아래 항목의 모든 줄을 글자 하나 바꾸지 말고 그대로 다시 쓰시오. 단, 그림은 답에서 빼시오.

#### 데이터셋 항목

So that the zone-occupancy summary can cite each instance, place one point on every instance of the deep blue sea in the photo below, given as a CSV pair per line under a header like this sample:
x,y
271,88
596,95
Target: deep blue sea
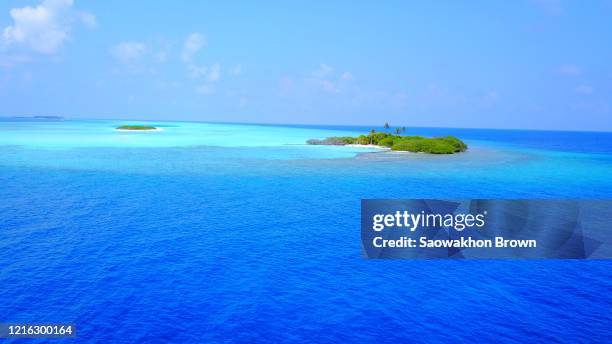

########

과제 응답:
So that the zone-occupancy summary can cite each instance, place one point on every instance of the deep blue sea in the photo below, given as a CSV pair per line under a header like this sample:
x,y
271,88
596,95
Target: deep blue sea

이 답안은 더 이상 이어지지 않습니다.